** Dataset entries follows **

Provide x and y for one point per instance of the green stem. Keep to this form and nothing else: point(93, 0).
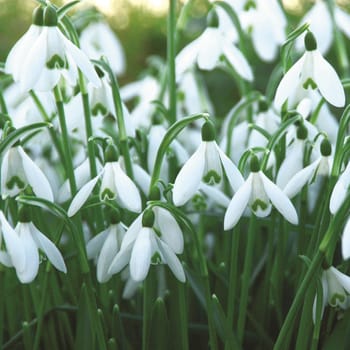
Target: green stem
point(65, 141)
point(248, 261)
point(171, 43)
point(288, 323)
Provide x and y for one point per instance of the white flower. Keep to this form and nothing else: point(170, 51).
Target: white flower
point(206, 163)
point(18, 171)
point(115, 185)
point(153, 238)
point(340, 190)
point(50, 56)
point(30, 241)
point(207, 49)
point(104, 247)
point(258, 192)
point(97, 40)
point(310, 71)
point(322, 166)
point(335, 290)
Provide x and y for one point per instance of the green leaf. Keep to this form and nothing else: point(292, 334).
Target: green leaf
point(15, 135)
point(170, 135)
point(159, 333)
point(288, 44)
point(85, 336)
point(65, 8)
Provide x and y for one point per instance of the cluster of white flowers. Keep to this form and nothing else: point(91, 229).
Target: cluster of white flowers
point(45, 59)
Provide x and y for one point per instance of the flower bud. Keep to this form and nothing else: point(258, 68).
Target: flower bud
point(38, 16)
point(208, 131)
point(50, 17)
point(310, 42)
point(148, 218)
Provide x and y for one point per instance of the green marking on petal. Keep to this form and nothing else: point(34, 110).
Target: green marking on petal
point(212, 177)
point(107, 194)
point(156, 259)
point(99, 108)
point(56, 62)
point(259, 203)
point(309, 83)
point(15, 181)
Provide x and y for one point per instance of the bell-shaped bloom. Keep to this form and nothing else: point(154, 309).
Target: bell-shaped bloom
point(322, 166)
point(97, 40)
point(207, 50)
point(340, 190)
point(335, 290)
point(310, 71)
point(26, 260)
point(144, 244)
point(208, 163)
point(104, 247)
point(259, 193)
point(115, 185)
point(49, 56)
point(19, 171)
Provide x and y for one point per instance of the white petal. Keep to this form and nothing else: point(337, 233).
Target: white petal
point(299, 180)
point(94, 246)
point(188, 179)
point(132, 232)
point(120, 260)
point(238, 204)
point(289, 83)
point(82, 196)
point(345, 241)
point(209, 49)
point(108, 252)
point(36, 178)
point(343, 279)
point(281, 202)
point(170, 229)
point(14, 245)
point(238, 61)
point(127, 191)
point(141, 255)
point(234, 176)
point(328, 81)
point(31, 267)
point(50, 250)
point(172, 260)
point(82, 61)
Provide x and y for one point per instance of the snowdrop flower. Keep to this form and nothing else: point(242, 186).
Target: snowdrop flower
point(206, 163)
point(115, 185)
point(14, 61)
point(265, 21)
point(340, 190)
point(319, 18)
point(18, 171)
point(310, 71)
point(207, 56)
point(105, 246)
point(31, 239)
point(153, 238)
point(335, 290)
point(321, 166)
point(97, 40)
point(50, 56)
point(259, 192)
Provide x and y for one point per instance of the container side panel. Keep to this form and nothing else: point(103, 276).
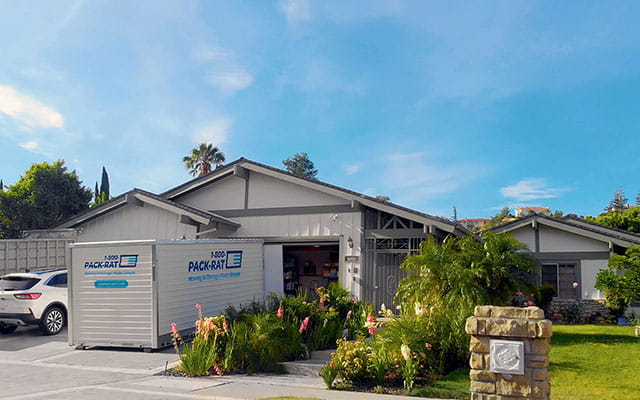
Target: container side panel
point(214, 275)
point(112, 295)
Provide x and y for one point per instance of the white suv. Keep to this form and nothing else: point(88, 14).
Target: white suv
point(34, 298)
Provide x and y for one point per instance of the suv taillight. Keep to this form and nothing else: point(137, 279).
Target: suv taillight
point(27, 296)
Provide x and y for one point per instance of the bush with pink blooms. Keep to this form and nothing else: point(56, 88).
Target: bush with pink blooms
point(258, 336)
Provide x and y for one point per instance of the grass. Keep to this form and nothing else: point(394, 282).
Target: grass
point(587, 362)
point(595, 362)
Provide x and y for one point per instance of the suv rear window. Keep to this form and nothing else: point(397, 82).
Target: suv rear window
point(17, 283)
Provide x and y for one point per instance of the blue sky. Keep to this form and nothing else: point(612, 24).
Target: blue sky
point(435, 104)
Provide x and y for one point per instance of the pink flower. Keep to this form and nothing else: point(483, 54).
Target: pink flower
point(303, 325)
point(370, 318)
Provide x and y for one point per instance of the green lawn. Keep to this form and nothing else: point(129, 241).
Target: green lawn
point(588, 362)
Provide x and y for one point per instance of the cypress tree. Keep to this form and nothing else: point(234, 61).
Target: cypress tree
point(104, 186)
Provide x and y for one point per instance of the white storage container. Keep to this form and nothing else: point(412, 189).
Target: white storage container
point(127, 294)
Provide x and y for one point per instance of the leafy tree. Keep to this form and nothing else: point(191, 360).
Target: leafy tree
point(300, 165)
point(201, 159)
point(446, 281)
point(467, 271)
point(618, 203)
point(621, 281)
point(628, 219)
point(45, 196)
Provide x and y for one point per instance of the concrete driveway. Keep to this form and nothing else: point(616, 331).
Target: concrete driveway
point(33, 366)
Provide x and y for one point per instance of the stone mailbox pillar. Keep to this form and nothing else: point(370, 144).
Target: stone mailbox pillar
point(509, 353)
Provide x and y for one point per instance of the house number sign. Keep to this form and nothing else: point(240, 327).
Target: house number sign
point(507, 357)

** End of Dataset entries **

→ Exercise brief: Repeat, word for word, the lines above between the line holding "Target: white flower" and the line holding "else: point(154, 309).", inclusive; omit everything else.

→ Response box:
Target: white flower
point(206, 163)
point(18, 171)
point(115, 185)
point(153, 238)
point(340, 190)
point(50, 56)
point(30, 241)
point(207, 49)
point(104, 247)
point(258, 192)
point(97, 40)
point(310, 71)
point(322, 166)
point(335, 290)
Provide x and y for one point per instance of the green leaf. Keep to this form and nothing else: point(292, 334).
Target: green leaf
point(15, 135)
point(170, 135)
point(159, 333)
point(288, 44)
point(85, 336)
point(65, 8)
Provide x and y for one point per instance of the cluster of white flowers. Keep to this form and nothing else: point(91, 229).
Target: cluster of white flowers
point(45, 59)
Provide x and y for one point per instance of the flower bud. Keep to this form and nothing else: point(258, 68).
Target: flower bud
point(38, 16)
point(208, 131)
point(50, 17)
point(310, 42)
point(148, 218)
Provide x and y for one point per instance of the green marking on petal. Keep to this form and nothing else: point(34, 110).
Target: green marking on petal
point(212, 177)
point(107, 194)
point(156, 259)
point(99, 108)
point(56, 62)
point(259, 203)
point(309, 83)
point(15, 181)
Provide x and y for one point per instance of the bell-shaped bloom. Keep to this form and nothing else: point(154, 309).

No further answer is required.